» **Task description**
Working down the material below, reproduce exactly every line from the one containing "Query: tree trunk" to the last line, and only those.

•••

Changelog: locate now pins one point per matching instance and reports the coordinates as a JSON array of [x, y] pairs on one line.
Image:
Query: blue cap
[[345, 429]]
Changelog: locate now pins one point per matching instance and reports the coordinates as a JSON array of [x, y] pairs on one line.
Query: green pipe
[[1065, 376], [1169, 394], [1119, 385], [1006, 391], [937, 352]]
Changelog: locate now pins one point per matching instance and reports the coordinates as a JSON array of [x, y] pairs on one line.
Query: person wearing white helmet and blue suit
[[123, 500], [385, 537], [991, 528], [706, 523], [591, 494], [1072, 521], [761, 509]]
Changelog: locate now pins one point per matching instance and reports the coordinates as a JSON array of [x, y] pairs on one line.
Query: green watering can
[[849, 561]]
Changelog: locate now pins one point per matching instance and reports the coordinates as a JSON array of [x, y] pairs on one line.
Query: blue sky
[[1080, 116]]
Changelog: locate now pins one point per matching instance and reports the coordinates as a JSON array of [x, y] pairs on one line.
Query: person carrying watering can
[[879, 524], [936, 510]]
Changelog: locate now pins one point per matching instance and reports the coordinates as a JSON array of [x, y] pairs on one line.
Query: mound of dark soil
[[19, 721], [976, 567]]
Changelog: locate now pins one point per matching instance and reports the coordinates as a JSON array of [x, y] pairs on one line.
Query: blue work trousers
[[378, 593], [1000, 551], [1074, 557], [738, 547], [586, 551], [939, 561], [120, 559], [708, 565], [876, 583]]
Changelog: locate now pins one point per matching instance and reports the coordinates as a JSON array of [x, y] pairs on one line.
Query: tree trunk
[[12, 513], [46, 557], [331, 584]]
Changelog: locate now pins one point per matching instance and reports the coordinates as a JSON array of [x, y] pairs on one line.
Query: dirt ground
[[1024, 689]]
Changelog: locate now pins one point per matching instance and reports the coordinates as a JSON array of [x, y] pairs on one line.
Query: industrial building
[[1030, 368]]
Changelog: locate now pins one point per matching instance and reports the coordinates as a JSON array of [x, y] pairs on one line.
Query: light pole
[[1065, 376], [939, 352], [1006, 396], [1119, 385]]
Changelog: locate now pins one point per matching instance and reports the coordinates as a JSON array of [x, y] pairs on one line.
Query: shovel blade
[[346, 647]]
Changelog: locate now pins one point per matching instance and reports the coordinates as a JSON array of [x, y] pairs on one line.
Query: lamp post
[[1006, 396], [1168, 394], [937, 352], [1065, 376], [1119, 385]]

•••

» **Problem solution**
Query: tree trunk
[[12, 513], [46, 557], [331, 584]]
Changelog: locate now pins one point per matching instance and reports the coordinates as a JSON array of [x, y] pairs on one line.
Query: dirt ground
[[1024, 689]]
Changelog: locate now pins one point per matching instance and reports the coordinates as a JSON array of [x, y] pairs on one line.
Query: industrial building
[[1030, 368]]
Changelog: locate now pins one point per matching instance and reports the coordinates as a JSON array of [x, y] pairs on one line.
Query: light pole
[[1065, 376], [939, 352], [1006, 396], [1119, 385]]
Changelog: locate now pins one point per matching instance and reports the coordinates as a JSON array of [x, y] pairs on one line.
Query: shovel blade
[[346, 647]]
Changelog: locate now pins one point per matching instance and reports the coordinates as a JSON array of [x, y] pairs on one line.
Query: lamp post
[[1006, 396], [1168, 394], [937, 352], [1065, 376], [1119, 385]]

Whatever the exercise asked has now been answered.